:: TASK DESCRIPTION ::
A full, exact copy of the records below is the required answer.

Records excerpted from a collection
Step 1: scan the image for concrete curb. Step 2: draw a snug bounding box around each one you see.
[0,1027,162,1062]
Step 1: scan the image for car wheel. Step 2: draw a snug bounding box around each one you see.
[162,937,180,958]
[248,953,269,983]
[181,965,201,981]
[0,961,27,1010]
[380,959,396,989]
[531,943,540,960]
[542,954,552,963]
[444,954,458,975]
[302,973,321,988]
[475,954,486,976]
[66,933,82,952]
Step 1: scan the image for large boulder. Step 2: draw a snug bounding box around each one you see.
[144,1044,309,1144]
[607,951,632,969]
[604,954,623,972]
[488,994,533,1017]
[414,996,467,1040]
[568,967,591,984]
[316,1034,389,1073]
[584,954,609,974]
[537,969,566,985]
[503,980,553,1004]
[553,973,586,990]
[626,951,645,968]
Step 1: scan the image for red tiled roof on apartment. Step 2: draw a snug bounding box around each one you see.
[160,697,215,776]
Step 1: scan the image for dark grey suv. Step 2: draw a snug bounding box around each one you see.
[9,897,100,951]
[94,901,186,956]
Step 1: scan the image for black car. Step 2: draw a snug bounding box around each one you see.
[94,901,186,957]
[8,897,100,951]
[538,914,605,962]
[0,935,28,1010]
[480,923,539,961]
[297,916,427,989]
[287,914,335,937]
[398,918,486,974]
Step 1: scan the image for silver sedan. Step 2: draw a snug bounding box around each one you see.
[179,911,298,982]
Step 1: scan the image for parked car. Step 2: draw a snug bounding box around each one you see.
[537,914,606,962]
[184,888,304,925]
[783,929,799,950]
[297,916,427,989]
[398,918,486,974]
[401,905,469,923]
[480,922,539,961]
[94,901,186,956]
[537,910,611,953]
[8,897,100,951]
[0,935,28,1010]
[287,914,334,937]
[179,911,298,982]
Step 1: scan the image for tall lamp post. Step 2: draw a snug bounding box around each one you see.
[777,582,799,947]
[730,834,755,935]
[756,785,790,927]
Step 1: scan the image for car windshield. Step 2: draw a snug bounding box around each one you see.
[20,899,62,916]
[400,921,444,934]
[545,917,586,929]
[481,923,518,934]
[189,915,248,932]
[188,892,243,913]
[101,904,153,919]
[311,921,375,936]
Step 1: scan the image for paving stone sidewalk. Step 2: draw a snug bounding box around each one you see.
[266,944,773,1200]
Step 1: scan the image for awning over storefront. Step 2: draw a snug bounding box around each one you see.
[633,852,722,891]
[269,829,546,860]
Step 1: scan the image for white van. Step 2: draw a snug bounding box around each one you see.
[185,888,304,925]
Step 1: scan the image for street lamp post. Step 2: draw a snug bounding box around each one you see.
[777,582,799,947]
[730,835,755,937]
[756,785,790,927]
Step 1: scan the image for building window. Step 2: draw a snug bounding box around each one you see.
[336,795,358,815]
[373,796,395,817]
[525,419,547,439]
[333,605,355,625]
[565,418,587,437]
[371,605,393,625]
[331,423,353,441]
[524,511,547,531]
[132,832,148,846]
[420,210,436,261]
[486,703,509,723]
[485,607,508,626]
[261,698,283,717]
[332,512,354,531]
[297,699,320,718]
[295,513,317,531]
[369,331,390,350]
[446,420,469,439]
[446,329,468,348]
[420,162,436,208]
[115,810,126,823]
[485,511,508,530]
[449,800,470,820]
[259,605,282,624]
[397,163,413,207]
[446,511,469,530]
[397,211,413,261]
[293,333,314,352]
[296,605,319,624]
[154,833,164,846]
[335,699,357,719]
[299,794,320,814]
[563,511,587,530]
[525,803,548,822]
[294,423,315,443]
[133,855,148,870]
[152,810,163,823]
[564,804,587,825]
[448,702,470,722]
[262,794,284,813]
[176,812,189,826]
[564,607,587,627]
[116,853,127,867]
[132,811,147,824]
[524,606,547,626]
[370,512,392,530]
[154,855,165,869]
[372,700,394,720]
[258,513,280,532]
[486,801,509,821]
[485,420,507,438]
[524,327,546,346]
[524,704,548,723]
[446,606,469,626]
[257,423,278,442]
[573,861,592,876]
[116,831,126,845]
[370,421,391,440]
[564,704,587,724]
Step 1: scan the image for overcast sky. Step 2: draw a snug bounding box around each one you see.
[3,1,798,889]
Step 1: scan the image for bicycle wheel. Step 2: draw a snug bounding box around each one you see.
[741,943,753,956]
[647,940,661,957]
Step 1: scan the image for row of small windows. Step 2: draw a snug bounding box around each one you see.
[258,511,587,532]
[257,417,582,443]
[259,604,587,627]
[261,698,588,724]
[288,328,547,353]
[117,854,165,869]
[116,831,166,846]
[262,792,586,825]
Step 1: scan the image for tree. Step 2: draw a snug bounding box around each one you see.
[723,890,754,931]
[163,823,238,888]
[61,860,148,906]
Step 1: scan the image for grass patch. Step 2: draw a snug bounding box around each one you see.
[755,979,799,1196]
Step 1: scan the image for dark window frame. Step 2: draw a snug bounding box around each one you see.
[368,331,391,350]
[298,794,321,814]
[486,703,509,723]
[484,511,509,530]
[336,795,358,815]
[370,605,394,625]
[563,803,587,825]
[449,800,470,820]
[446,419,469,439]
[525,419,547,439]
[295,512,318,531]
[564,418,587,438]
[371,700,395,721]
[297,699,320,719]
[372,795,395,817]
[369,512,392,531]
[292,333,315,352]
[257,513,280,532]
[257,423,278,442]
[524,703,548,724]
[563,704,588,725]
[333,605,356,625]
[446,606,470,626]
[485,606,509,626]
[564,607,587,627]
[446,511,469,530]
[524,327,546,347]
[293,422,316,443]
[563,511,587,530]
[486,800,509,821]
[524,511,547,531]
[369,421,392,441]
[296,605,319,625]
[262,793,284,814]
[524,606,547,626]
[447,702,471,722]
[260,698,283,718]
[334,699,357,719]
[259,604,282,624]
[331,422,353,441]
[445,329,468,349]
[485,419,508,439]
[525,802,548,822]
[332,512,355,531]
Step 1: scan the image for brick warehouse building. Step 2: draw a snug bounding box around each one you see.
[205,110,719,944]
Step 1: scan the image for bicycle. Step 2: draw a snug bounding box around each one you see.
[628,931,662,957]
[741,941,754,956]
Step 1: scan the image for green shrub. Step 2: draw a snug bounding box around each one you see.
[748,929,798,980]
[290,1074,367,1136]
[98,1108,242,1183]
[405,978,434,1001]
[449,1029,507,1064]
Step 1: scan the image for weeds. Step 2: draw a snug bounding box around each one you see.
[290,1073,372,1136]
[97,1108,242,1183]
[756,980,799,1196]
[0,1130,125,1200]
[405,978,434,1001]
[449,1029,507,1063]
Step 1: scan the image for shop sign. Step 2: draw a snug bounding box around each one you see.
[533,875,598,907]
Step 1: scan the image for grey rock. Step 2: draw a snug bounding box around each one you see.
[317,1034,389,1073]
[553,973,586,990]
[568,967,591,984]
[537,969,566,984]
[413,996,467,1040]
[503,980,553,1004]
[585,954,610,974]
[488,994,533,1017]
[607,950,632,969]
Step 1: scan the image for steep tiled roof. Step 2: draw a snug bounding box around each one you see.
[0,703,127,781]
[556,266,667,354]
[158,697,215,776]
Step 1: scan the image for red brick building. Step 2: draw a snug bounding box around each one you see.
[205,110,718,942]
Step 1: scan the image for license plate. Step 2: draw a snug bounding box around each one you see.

:: YOUR SOLUTION ::
Step 1: scan the image for concrete curb. Step 2: draw a snug bounding box around each one you see.
[0,1027,162,1062]
Step 1: scan the image for car wheel. Step 2: draw a snug bounding box around each one you see.
[162,937,180,958]
[248,953,269,983]
[181,965,201,981]
[0,961,27,1010]
[380,959,396,989]
[531,943,540,960]
[542,954,552,963]
[444,954,458,975]
[302,973,321,988]
[475,954,486,976]
[66,933,82,952]
Step 1: scan the image for large boulder. Step 2: draw a snug bounding box around each one you see.
[144,1044,309,1144]
[607,951,632,969]
[604,954,623,972]
[488,994,533,1017]
[414,996,467,1040]
[568,967,591,984]
[316,1034,389,1073]
[584,954,609,974]
[537,969,566,985]
[503,980,553,1004]
[553,973,586,990]
[626,951,645,968]
Step 1: scan the image for red tiled roof on apartment. Step 2: draw a snug bounding box around each one you see.
[160,697,215,776]
Step 1: scan the image for dark grey suv. Step 2: draw a snug bounding box around each one you see.
[9,897,100,951]
[94,901,186,956]
Step 1: scan the image for black car. Step 2: draw a snug bounding box around each one you see.
[94,901,186,957]
[8,897,100,951]
[538,914,605,962]
[0,935,28,1010]
[480,923,539,961]
[297,916,427,989]
[287,914,335,937]
[398,918,486,974]
Step 1: scan the image for silver sedan. Step 2: draw a snug bounding box around each one you see.
[179,911,298,982]
Step 1: scan the image for parked car. Step 2: draw a snug bounding box around each one you see.
[537,914,606,962]
[184,888,304,925]
[783,929,799,950]
[297,916,427,989]
[398,918,486,974]
[401,905,469,923]
[480,922,539,961]
[94,901,186,956]
[537,910,611,953]
[8,897,100,951]
[0,935,28,1010]
[287,914,334,937]
[179,911,298,982]
Step 1: scan the image for tall lamp post. Step 2: draw a snug bounding box around each one you see.
[777,582,799,947]
[730,834,755,935]
[756,785,790,927]
Step 1: scan the image for car windshield. Step 2: draw a snug bounding box around each one you see.
[20,899,62,916]
[400,921,444,934]
[545,917,586,929]
[481,923,518,934]
[189,915,248,932]
[188,892,243,913]
[101,904,153,919]
[311,921,375,936]
Step 1: scan the image for paving stone sidewalk. Step 2: draw a snug bounding box around each one you see.
[266,944,773,1200]
Step 1: scan the image for awning over storefront. Step 2: draw a snug bounding box around each one you see.
[633,852,722,891]
[269,829,546,860]
Step 1: scan the image for white van. Step 2: draw a snug bounding box around each one you see.
[185,888,304,925]
Step 1: scan the image for street lamp post. Step 2: draw a snug bounding box around each one you see.
[777,582,799,947]
[730,835,755,937]
[756,785,790,927]
Step 1: scan the image for building window. Step 2: draw a snug bounding box around each one you see.
[336,795,358,815]
[373,796,395,817]
[525,419,547,439]
[333,605,355,625]
[565,418,587,437]
[371,605,393,625]
[331,423,353,441]
[524,511,547,531]
[132,832,148,846]
[420,210,436,261]
[486,703,509,723]
[485,607,508,626]
[261,698,283,717]
[332,512,354,531]
[297,699,320,718]
[295,513,317,531]
[369,331,390,350]
[446,420,469,439]
[446,329,468,348]
[420,162,436,208]
[115,810,126,823]
[485,511,508,530]
[449,800,470,820]
[259,605,282,624]
[397,163,413,207]
[446,511,469,530]
[397,211,413,261]
[293,333,314,352]
[296,605,319,624]
[154,833,164,846]
[335,699,357,719]
[299,794,320,814]
[563,511,587,530]
[525,803,548,822]
[294,423,315,443]
[133,855,148,870]
[152,810,163,823]
[564,804,587,825]
[448,702,470,722]
[262,794,284,813]
[176,812,189,826]
[564,607,587,627]
[116,853,127,867]
[132,811,147,824]
[524,606,547,626]
[370,512,392,530]
[154,855,165,869]
[372,700,394,720]
[258,513,280,532]
[486,801,509,821]
[485,420,507,438]
[524,327,546,346]
[524,704,548,723]
[446,606,469,626]
[257,423,278,442]
[573,861,592,876]
[116,831,126,845]
[370,421,391,440]
[564,704,587,724]
Step 1: scan the image for overcast sky. Step 2: draw a snug bounding box around each one you see.
[3,1,798,889]
Step 1: scan the image for bicycle wheel. Step 2: draw a snug bounding box around each one you see.
[741,943,753,956]
[647,940,661,957]
Step 1: scan the image for row of small windows. Step 2: draw a snug bounding box around each one you see.
[258,511,587,532]
[257,417,582,443]
[259,604,587,627]
[261,698,588,724]
[288,328,547,353]
[117,854,165,869]
[116,831,166,846]
[262,792,586,825]
Step 1: scan the image for tree. Step 2: draw a snug bounding box around each one you see.
[723,890,754,931]
[163,823,238,888]
[61,860,148,906]
Step 1: scan the image for grass patch. Step 2: draw a snug bounding box around each one you see.
[755,979,799,1196]
Step 1: scan the image for dark window frame. Step 2: draw a snug bounding box around each one you see.
[368,331,391,350]
[298,794,321,814]
[486,703,509,723]
[484,511,509,530]
[336,795,358,815]
[370,605,394,625]
[563,803,587,825]
[449,800,470,820]
[446,419,469,439]
[525,419,547,439]
[295,512,318,531]
[564,418,587,438]
[371,700,395,721]
[297,699,320,719]
[372,795,395,817]
[369,512,392,531]
[292,333,315,352]
[257,513,280,532]
[257,423,278,442]
[524,703,548,724]
[563,704,588,725]
[333,605,356,625]
[446,606,470,626]
[485,606,509,626]
[564,607,587,627]
[446,511,469,530]
[524,327,546,347]
[293,422,316,443]
[563,511,587,530]
[486,800,509,821]
[524,511,547,531]
[369,421,392,441]
[296,605,319,625]
[262,793,284,814]
[524,606,547,626]
[447,702,471,722]
[260,698,283,718]
[334,699,357,719]
[259,604,282,624]
[331,422,353,441]
[445,329,468,349]
[485,419,508,439]
[525,802,548,822]
[332,512,355,531]
Step 1: scan the image for brick warehouse building. Step 2: draw a snug bounding box around each one you see.
[205,110,719,944]
Step 1: scan the image for bicycle. Step 2: draw a snug bounding box around each one you see.
[628,931,662,957]
[741,941,754,956]
Step 1: scan the image for green shrub. Step 2: draw a snug bounding box around each one you see.
[748,929,798,980]
[290,1074,367,1136]
[98,1108,242,1183]
[405,978,434,1001]
[449,1029,507,1064]
Step 1: scan the image for weeds. Step 2: draw a snug bounding box around each one you see.
[290,1073,372,1136]
[97,1108,242,1183]
[756,980,799,1196]
[0,1130,125,1200]
[405,978,434,1001]
[449,1029,507,1063]
Step 1: scan the image for shop sign. Step 2: draw a snug bounding box around each one you see.
[533,875,598,907]
Step 1: scan the image for grey rock. Step 2: draw a snug bounding box around each one you see.
[317,1034,389,1073]
[553,973,586,990]
[568,967,591,984]
[537,969,566,984]
[413,996,467,1040]
[503,980,553,1004]
[585,954,610,974]
[488,994,533,1017]
[607,950,632,969]
Step 1: scan the image for steep tiled roof. Step 2: draw a snug bounding box around each one you see.
[0,703,127,781]
[556,266,667,354]
[158,697,215,776]
Step 1: scan the image for red brick building. Step 2: draw a snug bounding box around each one you see.
[205,110,718,942]
Step 1: scan the image for license plate. Step 2: draw a snug bounding box around each one you see.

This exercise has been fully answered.